▶ _Selected extract_:
++++++
In February 2016, the FASB issued ASU 2016-02, Leases (Topic 842). This ASU supersedes the lease recognition requirements in ASU Topic 840, Leases. Under Topic 842, lessees are required to recognize assets and liabilities on the statement of financial position for most leases and provide enhanced disclosures. Leases will continue to be classified as either finance or operating. In July 2018, the FASB issued ASU 2018-11, Leases (Topic 842) which added an optional modified retrospective transition method. In the period of adoption, under the new transition method, comparative periods within the financial statements will not need to be restated. Topic 842 is effective for fiscal years beginning after December 15, 2021, and interim periods within fiscal years beginning after December 15, 2022. The Company is currently evaluating the impact on the consolidated financial statements.
++++++
(Text-to-region grounding data)
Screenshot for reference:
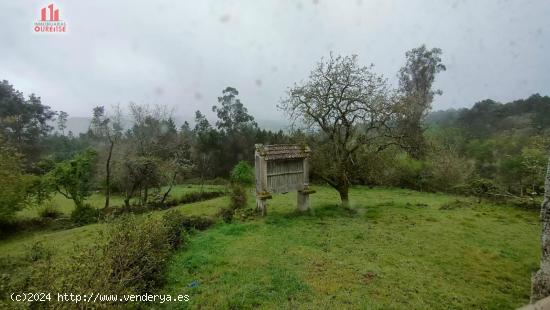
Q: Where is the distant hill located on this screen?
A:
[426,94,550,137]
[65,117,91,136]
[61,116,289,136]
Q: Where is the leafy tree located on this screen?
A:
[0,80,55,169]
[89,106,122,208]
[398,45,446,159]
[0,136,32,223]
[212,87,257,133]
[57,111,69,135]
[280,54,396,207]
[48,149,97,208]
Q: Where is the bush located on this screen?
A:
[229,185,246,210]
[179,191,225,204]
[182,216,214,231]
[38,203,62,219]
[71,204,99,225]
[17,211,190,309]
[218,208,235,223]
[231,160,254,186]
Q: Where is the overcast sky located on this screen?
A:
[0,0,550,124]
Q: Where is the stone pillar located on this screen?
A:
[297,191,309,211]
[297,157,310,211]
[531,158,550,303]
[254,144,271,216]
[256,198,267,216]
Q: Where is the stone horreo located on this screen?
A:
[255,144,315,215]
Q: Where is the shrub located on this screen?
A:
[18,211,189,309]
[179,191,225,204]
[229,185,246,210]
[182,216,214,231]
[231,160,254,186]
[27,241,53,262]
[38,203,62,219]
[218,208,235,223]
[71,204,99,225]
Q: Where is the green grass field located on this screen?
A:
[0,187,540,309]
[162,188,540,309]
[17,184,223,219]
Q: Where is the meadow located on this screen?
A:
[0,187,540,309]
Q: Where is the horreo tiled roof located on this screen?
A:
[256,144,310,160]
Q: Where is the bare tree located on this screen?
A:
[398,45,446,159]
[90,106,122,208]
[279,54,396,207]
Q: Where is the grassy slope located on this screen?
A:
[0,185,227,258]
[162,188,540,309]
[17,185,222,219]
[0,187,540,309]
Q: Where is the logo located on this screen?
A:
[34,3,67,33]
++++++
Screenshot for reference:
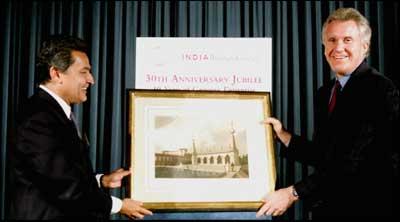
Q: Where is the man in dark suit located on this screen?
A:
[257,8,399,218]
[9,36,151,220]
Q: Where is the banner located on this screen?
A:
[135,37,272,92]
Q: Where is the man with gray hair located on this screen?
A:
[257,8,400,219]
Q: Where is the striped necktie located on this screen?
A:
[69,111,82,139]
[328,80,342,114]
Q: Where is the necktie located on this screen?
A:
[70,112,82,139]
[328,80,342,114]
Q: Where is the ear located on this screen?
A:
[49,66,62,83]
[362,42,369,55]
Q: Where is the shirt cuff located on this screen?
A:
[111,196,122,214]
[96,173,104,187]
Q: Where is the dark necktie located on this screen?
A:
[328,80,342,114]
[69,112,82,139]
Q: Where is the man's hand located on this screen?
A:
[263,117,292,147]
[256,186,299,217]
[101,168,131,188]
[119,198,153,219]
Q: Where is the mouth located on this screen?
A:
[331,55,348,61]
++++++
▶ _Task to carry out_: Render the sentence "Leases will continue to be classified as either finance or operating." from the lease accounting passage into Spanish.

▶ _Problem solution_: Los arrendamientos seguirán clasificándose como financieros u operativos.